===== PROVIDED TEXT

The fine-tuning approach is frequently employed in transfer learning, whereby a pre-existing model is utilized as the basis to tackle a novel problem. To achieve optimal performance, the fine-tuning process demands meticulous examination of the data, model architecture, and training parameters.

Benefits of the GPT tools family for businesses

One of the main advantages of GPT is that it can help businesses save time and resources by automating the processes:

Improved email writing – As an AI language model, ChatGPT can generate professional and compelling emails for business purposes by utilizing natural language processing techniques and a diverse range of pre-existing templates and structures.
Article and post generation – Advancements in AI have led to the creation of written texts that are so sophisticated and eloquent that it can be difficult to discern whether they were authored by a machine or a human being. However, factual information still needs to be double checked by a content specialist.
Enhanced search experience – Your organization can enhance the search experience by utilizing GPT models with your own data, enabling natural language queries. This will allow your clients or employees to engage in chat-based conversations to obtain the desired information.
Improved SEO outcomes – How effortless is it to discover information on your website? Utilizing embeddings means conducting verifications, while using GPT ensures that even machines can understand the content of your webpage.
Revise procedures – to include a feature where instead of searching for information, one can ask the computer to do it for them.
Coding – GPT is able to create a ready-to-use mobile app or event to create a product in a couple of minutes. However, there are code size limitations. For now, GPT is able to provide you with only a small amount of code.

Can you trust GPT?

In most cases yes. GPT is a language model that employs deep learning to produce text that resembles human writing. It has been extensively trained on a vast collection of textual information and can generate content that is coherent and appropriate when given a prompt or question.

It's important to remember that GPT can be biased or predict wrong answers because of the dataset it was trained on.

To effectively utilize GPT, it is crucial to consider both the available information and the training dataset. The type of data being used can greatly affect the output generated by the model. For example, if we were to train GPT using Wikipedia, we would have access to a vast amount of scientific literature with potentially complex sentences that may be difficult to comprehend.

==========

WORK ORDER A: What limitation does the text on GPT for businesses give for using GPT to write code?
WORK ORDER B: Go on with the text on GPT for businesses, starting after its last sentence.
The lines that come next have nothing to do with the text on GPT.

===== EXCERPTED RECORDS

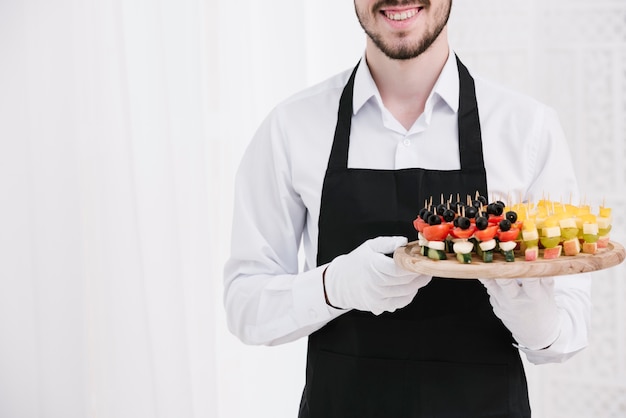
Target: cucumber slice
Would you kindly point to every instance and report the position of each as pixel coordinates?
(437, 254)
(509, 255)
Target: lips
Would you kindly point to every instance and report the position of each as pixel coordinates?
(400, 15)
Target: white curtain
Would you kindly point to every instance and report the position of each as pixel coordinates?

==========
===== EXCERPTED RECORDS

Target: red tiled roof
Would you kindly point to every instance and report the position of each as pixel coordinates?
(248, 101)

==========
===== EXCERPTED RECORDS

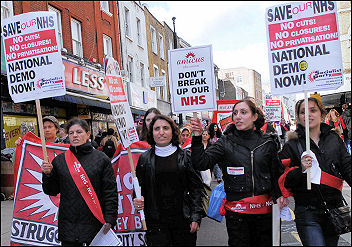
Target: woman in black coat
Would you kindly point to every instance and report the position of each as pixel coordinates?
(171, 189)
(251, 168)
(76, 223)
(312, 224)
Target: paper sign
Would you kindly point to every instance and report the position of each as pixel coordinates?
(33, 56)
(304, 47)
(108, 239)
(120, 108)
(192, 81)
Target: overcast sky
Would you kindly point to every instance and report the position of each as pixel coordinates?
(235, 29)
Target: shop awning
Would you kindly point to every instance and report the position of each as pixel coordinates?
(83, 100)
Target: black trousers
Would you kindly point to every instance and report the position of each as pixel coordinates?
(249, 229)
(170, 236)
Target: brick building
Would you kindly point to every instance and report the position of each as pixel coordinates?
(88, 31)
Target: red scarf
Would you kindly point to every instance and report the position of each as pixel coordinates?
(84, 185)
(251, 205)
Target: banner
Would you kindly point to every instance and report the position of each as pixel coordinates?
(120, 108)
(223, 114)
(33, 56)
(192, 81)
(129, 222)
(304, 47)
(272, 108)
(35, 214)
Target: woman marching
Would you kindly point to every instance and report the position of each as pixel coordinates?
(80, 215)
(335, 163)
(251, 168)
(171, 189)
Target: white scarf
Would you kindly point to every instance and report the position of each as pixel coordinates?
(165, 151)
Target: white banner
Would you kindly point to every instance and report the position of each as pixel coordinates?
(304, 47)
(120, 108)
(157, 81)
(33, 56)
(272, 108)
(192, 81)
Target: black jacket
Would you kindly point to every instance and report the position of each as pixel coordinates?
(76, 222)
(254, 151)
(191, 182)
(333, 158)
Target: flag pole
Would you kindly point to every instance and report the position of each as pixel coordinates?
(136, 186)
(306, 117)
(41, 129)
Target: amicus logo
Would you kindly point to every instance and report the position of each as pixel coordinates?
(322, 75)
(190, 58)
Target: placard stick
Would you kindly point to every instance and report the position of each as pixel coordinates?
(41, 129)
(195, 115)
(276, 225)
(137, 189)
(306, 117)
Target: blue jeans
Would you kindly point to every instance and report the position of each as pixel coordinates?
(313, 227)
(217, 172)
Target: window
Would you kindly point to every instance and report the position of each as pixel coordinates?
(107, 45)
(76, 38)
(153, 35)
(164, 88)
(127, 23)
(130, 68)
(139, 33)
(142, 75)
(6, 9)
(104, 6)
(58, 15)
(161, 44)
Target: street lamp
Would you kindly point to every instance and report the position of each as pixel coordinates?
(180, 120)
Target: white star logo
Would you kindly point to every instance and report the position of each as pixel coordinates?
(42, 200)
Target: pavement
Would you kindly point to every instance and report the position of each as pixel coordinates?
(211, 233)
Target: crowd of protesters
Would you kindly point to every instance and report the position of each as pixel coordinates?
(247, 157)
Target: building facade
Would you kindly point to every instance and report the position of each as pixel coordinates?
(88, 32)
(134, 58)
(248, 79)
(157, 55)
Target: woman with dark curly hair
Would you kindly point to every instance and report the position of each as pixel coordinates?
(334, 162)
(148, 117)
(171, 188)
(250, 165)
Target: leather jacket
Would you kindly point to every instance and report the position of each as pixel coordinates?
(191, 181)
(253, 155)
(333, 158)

==========

EXERCISE RESULT A: There are code size limitations, so for now GPT can provide only a small amount of code.

EXERCISE RESULT B:
However, if we were to use Twitter data, the output generated by the model would likely be short and biased towards people's opinions. It is important to carefully consider the training dataset for GPT, as it greatly impacts the quality and type of responses that can be generated.

It is therefore crucial to exercise caution when utilizing GPT and verifying the accuracy and relevance of its output. Care must also be taken to incorporate diverse and unbiased training data, as well as to thoughtfully construct prompts and queries to avoid any bias or false information. As such, it is vital to be prudent in order to avoid unfounded conclusions and to maintain reliability of the information presented.

Summary

ChatGPT is a large language model that generates text based on its training dataset. However, if one wants to ask about private or organization-specific information, injecting data into the model is necessary.

Embeddings, which are mathematical representations of text, can be used to leverage organization knowledge. By converting an organization's information into mathematical representation, a cosine-similarity score can be used to find similar vectors. The most similar sentences are then used to answer a query.

The GPT family can be used to enhance the search experience by enabling natural language queries, improving SEO outcomes, and allowing users to ask the computer to find information for them. However, it is important to use GPT with caution and to verify the accuracy and relevance of the text it generates. The dataset used to train the model must be diverse and unbiased, while prompts and queries must be carefully crafted to avoid bias or misleading information.